About this task
Lines below that include "worn" are the answer; copy each one.

Source material
- Opening Delimiter -

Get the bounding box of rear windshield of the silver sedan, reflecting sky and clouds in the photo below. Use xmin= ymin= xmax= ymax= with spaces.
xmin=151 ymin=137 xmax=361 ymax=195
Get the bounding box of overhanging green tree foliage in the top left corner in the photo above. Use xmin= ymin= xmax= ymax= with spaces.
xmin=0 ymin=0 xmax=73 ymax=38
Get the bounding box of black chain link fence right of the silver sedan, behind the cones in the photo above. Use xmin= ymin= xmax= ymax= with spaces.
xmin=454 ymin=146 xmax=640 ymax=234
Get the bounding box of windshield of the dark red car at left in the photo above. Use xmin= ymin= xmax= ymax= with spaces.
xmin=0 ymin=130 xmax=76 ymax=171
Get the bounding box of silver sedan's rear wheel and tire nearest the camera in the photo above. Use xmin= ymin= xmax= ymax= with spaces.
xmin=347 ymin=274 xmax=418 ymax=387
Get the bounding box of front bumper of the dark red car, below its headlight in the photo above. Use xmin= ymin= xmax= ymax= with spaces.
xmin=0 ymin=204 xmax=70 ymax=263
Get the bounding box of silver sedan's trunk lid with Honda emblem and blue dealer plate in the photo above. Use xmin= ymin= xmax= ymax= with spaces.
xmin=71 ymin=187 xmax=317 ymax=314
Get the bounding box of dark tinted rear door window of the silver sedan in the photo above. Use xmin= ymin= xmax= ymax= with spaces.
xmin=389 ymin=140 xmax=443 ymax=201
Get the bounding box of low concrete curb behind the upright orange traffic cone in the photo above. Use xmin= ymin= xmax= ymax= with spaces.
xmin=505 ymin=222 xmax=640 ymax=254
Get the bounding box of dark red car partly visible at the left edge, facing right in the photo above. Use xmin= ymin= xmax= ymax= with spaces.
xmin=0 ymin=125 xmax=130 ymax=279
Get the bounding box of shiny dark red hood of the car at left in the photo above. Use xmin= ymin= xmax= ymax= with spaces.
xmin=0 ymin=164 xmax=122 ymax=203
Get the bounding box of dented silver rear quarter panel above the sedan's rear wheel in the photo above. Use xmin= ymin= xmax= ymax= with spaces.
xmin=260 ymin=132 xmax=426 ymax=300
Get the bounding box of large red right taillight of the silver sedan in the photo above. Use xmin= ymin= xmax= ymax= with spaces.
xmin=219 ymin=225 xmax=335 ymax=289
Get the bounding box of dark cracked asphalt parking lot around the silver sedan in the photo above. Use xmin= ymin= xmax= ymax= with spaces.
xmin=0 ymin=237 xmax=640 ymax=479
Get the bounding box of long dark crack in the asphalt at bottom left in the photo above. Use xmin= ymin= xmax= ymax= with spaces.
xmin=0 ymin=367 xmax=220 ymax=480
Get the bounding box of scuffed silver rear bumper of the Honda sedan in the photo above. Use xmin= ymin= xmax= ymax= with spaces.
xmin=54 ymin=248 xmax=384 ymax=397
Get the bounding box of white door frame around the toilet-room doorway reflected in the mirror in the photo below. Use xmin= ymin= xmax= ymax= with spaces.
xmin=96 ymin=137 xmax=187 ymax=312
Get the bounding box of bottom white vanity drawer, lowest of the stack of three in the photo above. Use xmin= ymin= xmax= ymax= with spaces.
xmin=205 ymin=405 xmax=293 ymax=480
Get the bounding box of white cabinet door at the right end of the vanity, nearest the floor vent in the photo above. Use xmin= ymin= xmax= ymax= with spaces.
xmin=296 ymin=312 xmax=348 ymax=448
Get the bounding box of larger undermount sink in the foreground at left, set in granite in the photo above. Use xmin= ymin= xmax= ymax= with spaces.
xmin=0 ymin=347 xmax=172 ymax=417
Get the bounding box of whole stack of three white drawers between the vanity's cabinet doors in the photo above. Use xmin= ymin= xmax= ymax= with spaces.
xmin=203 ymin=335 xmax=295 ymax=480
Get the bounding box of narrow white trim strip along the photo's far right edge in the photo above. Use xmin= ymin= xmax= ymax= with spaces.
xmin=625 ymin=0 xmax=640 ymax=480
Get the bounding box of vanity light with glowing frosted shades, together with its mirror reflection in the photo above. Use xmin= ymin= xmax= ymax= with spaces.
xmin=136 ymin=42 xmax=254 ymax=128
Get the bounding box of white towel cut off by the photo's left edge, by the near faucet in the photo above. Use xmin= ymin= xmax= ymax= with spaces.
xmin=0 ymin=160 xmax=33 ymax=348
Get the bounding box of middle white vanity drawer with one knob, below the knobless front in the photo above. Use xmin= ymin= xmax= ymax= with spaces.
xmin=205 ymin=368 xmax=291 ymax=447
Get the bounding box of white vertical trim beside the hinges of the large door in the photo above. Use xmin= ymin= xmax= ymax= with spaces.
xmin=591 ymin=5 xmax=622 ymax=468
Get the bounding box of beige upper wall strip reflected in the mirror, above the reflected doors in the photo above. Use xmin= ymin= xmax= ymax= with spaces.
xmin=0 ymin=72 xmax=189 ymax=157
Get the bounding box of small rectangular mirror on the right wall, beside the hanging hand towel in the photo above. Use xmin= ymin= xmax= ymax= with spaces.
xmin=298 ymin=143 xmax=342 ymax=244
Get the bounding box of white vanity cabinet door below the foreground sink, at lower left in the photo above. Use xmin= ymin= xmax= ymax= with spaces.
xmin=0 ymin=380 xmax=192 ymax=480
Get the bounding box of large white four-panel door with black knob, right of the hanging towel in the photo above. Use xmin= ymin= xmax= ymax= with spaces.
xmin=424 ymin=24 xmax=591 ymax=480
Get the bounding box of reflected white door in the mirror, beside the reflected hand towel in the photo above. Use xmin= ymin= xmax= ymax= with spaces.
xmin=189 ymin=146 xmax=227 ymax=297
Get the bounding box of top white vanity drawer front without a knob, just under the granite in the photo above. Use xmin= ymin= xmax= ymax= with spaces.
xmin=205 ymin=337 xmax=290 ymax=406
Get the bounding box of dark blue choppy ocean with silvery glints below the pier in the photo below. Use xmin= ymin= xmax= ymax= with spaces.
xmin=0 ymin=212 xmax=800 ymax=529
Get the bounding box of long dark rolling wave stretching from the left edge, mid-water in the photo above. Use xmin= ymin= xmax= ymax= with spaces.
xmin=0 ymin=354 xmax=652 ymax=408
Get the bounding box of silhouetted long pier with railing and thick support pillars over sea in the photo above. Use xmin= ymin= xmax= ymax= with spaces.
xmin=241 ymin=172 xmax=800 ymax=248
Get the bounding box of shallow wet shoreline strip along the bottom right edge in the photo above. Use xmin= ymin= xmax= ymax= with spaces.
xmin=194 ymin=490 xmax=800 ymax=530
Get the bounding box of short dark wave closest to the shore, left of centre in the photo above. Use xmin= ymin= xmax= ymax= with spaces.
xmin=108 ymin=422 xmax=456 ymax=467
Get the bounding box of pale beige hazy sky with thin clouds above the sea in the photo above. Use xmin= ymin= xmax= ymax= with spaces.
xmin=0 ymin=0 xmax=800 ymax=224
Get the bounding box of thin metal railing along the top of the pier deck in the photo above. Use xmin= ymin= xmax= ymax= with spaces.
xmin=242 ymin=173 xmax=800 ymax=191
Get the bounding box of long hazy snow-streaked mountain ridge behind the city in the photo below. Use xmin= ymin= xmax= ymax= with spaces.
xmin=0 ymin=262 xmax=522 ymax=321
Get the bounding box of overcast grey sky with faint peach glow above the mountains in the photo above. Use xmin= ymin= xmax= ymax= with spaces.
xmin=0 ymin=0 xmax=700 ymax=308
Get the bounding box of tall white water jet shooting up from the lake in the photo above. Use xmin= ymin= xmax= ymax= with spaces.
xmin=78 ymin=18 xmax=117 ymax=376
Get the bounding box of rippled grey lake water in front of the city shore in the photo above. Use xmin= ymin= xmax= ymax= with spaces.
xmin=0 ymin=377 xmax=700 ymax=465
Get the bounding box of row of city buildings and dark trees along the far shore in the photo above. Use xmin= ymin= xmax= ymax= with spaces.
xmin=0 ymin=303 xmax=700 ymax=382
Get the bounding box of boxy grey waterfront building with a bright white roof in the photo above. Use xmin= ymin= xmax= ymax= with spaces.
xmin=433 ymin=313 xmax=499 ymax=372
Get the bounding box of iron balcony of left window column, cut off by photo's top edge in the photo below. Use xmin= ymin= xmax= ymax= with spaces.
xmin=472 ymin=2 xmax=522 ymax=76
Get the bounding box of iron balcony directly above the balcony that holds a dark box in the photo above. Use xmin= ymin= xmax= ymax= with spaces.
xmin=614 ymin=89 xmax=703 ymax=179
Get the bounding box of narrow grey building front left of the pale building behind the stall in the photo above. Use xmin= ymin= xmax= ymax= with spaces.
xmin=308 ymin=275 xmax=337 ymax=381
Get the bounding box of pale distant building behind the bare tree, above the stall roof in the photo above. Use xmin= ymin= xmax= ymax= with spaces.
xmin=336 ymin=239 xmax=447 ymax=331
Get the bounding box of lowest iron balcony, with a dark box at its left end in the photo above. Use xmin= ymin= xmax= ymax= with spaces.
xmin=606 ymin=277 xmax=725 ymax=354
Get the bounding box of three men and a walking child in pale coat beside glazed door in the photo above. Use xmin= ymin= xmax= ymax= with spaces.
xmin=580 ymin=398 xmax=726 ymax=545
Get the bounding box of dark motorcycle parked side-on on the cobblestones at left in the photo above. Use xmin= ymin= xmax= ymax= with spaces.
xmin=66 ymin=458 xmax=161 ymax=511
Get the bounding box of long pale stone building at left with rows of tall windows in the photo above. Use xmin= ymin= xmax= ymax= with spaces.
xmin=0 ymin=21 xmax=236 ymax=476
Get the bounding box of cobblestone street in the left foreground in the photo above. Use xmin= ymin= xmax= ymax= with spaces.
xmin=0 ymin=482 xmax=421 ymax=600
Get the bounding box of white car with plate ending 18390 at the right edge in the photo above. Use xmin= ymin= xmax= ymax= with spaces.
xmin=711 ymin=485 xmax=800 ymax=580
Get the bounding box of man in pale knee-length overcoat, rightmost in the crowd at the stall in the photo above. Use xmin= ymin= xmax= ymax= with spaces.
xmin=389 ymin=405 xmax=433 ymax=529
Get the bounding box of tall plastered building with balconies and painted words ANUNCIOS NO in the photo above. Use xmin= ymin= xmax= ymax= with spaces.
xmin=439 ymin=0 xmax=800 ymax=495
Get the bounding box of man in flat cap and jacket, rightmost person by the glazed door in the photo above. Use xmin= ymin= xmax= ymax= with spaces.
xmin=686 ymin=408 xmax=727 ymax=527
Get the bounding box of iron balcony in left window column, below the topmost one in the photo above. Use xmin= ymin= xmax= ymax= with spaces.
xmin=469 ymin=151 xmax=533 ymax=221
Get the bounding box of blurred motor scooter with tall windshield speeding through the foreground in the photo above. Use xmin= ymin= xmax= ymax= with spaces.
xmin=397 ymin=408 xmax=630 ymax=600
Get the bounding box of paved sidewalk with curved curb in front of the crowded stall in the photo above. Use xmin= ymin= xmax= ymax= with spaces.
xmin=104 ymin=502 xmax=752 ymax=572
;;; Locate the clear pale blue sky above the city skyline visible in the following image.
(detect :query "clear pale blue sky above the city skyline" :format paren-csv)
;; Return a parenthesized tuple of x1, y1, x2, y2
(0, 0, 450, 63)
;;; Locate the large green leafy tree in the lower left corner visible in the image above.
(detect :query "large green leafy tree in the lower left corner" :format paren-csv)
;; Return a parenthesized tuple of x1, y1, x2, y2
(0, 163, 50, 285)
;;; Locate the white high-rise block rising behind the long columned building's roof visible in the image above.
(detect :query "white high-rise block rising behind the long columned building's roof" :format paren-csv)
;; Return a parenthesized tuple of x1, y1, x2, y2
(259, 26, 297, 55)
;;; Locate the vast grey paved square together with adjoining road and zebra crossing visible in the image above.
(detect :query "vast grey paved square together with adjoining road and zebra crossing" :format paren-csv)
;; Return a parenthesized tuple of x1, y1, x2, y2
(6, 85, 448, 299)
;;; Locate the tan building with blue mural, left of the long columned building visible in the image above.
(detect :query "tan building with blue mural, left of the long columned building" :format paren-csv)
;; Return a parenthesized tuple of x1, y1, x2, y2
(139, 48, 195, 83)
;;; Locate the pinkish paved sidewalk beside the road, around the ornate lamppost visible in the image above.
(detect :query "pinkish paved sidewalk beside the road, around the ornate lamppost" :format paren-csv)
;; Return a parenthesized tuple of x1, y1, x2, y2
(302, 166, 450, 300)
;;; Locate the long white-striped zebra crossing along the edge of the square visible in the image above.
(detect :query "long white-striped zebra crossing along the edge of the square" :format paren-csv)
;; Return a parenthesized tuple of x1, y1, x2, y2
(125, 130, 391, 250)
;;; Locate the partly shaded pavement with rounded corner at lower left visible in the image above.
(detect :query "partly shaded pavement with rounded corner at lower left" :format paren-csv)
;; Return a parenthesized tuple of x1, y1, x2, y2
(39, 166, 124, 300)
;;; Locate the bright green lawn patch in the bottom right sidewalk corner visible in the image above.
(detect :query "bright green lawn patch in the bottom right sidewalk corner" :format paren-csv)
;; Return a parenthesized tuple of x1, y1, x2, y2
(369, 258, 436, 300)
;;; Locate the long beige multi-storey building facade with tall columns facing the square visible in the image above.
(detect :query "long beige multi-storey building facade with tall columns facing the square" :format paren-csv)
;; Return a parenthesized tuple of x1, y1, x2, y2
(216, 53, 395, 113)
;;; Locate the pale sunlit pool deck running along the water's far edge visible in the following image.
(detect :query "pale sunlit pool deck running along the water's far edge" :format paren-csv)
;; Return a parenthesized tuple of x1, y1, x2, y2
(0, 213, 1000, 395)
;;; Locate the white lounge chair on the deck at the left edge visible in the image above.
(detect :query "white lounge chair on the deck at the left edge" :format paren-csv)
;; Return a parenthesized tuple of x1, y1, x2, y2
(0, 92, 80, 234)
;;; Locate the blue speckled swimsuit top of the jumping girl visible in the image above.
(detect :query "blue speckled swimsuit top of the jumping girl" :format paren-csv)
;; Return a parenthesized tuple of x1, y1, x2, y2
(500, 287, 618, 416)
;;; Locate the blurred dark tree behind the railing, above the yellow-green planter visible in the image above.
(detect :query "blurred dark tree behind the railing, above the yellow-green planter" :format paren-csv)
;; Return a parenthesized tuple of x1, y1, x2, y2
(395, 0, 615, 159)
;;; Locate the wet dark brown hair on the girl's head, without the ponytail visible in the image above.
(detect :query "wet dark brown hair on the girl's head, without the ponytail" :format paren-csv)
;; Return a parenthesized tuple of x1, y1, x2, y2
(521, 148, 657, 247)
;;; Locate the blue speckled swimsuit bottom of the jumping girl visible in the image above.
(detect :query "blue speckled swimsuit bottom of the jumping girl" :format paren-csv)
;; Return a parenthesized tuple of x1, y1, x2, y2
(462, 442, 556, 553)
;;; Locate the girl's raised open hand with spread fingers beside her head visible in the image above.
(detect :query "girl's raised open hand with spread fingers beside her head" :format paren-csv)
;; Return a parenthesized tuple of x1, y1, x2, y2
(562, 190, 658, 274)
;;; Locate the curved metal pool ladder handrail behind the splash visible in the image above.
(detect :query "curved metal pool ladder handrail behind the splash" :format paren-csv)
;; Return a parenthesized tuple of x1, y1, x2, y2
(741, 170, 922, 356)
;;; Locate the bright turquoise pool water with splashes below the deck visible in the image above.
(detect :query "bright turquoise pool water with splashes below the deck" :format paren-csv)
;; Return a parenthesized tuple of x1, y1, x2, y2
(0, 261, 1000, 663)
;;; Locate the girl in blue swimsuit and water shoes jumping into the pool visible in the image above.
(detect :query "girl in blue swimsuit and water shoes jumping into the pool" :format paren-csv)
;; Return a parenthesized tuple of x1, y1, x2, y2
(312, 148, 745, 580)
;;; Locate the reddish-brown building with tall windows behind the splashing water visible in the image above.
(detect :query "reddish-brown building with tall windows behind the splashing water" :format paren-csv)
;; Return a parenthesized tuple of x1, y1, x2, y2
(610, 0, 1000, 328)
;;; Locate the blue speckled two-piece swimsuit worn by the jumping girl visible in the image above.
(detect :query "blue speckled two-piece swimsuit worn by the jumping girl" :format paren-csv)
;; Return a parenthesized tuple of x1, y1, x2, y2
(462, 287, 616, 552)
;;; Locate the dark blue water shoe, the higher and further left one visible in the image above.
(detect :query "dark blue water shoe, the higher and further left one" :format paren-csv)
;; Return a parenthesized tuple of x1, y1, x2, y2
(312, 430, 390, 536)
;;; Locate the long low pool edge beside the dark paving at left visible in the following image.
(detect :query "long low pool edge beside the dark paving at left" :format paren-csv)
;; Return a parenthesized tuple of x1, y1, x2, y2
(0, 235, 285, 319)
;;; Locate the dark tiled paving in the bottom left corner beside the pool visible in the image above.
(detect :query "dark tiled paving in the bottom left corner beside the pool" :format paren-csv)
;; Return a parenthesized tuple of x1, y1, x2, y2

- Closing Delimiter -

Task answer
;;; Locate the blue speckled two-piece swimsuit worn by the jumping girl visible in the image above.
(detect :query "blue speckled two-piece swimsuit worn by the jumping girl" :format paren-csv)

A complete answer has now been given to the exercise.